_Input material_
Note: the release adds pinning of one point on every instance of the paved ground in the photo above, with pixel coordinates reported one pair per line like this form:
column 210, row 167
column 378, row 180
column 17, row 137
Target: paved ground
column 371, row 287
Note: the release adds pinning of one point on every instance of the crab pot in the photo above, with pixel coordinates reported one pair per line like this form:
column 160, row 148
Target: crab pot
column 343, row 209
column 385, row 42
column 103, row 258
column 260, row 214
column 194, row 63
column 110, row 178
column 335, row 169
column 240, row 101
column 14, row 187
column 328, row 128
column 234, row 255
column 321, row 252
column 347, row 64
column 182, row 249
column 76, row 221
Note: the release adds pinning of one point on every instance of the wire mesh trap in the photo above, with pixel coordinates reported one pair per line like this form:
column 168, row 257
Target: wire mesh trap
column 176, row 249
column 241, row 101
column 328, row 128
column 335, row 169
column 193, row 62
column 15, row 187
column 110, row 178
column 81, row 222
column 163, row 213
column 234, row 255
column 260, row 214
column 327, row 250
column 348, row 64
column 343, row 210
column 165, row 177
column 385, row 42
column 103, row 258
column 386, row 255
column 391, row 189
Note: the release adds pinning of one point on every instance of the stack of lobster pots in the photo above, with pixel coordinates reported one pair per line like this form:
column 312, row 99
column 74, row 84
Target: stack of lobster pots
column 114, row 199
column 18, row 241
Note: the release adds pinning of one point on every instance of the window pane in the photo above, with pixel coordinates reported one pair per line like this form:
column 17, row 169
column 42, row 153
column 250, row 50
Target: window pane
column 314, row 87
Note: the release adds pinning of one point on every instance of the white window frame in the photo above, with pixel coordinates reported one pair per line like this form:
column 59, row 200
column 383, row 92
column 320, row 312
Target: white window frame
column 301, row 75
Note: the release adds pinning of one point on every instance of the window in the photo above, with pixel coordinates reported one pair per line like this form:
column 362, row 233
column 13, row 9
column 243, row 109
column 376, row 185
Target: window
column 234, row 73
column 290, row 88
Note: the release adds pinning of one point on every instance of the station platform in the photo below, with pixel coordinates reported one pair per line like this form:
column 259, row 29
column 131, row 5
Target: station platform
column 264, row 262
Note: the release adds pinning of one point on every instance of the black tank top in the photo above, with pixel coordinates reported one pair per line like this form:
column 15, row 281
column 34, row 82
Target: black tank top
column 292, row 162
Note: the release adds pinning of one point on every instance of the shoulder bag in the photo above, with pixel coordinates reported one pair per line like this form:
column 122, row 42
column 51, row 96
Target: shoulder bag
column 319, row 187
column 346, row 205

_Your instructions_
Nothing but the lines from the one with "column 15, row 281" through the final line of the data above should be output, exactly as written.

_Final answer_
column 15, row 281
column 34, row 82
Target: black tank top
column 292, row 162
Note: the release adds pinning of one point on every instance of the shoulder bag in the photo above, with pixel coordinates reported one pair per line like this form:
column 122, row 42
column 51, row 96
Target: shoulder bag
column 319, row 187
column 346, row 205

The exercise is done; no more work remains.